*THE TASK*
Extract every line in the items below that contains the string "pointer", and list those lines. Matching is case-sensitive.

** BEGIN **

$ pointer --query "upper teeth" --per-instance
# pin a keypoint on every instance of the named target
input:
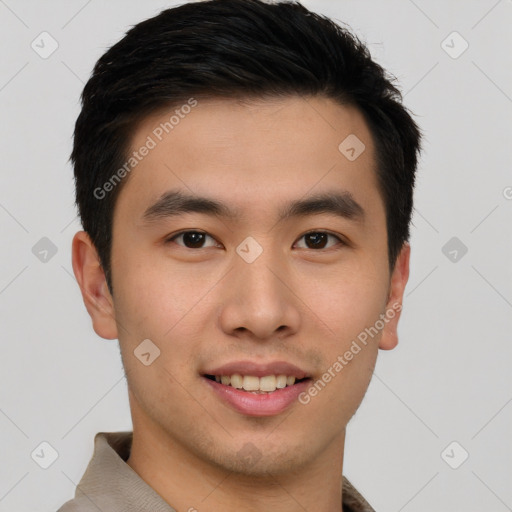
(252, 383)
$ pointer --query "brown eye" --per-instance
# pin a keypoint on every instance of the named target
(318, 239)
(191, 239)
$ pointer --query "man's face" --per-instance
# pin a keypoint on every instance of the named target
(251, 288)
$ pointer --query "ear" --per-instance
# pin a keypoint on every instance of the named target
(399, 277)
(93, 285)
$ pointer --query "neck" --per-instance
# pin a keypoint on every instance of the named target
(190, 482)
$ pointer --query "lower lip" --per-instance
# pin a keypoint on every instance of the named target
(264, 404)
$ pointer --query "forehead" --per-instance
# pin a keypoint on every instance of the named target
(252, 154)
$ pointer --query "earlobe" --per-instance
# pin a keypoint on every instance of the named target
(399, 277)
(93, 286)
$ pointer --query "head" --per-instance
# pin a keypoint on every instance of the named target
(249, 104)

** END **
** BEGIN **

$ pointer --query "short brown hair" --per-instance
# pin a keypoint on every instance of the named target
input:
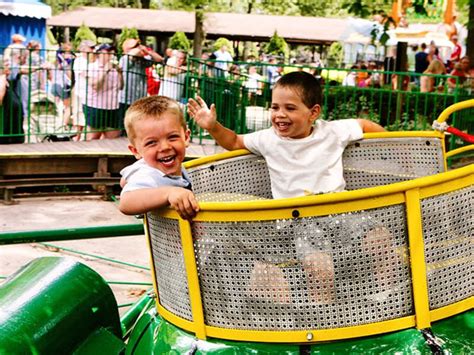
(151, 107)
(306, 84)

** END **

*RESULT OF THIS TASK*
$ pointer --query "upper teeth" --per-instance
$ pointer --query "brown eye" --per-instance
$ pointer --query "man's face" --per-instance
$ pointer --query "ear" --per-instance
$ pointer --query "neck" --per-instance
$ pointer --query "lower lip" --per-instance
$ pointer --query "forehead" --per-instance
$ pointer --query "earlobe" --per-instance
$ pointer --query "head" --per-instance
$ pointer --query "short brown hair" --per-instance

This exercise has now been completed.